What is being asked:
Count the lines in the data below that contain the string "left", treating uppercase and lowercase letters as different. Give only the number.

Listing:

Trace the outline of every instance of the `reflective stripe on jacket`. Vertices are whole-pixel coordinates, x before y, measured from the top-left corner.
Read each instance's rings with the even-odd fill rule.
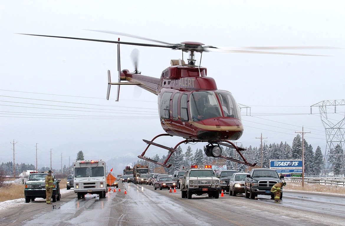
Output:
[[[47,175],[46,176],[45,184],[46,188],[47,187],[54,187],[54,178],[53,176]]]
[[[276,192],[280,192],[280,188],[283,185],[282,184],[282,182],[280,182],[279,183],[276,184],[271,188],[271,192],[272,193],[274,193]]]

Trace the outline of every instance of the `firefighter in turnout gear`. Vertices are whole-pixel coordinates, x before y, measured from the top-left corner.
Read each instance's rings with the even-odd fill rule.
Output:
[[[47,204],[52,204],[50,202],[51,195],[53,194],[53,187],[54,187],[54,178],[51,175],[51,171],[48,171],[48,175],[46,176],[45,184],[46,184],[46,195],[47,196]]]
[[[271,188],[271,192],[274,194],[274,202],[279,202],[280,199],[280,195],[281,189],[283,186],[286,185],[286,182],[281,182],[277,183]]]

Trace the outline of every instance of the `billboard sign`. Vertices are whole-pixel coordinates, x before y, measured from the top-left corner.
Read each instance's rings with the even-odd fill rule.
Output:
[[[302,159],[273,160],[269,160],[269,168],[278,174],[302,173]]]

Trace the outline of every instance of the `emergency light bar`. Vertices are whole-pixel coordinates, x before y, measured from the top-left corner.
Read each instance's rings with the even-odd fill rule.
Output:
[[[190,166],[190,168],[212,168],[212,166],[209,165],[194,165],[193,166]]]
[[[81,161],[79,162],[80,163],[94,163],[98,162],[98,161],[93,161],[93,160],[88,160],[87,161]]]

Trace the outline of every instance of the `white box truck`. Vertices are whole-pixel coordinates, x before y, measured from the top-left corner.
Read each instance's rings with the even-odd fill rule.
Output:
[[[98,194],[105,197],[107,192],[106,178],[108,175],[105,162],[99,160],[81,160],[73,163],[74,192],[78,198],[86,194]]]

* * *

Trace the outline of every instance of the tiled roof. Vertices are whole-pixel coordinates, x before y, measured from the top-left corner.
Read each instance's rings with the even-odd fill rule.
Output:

Output for this task:
6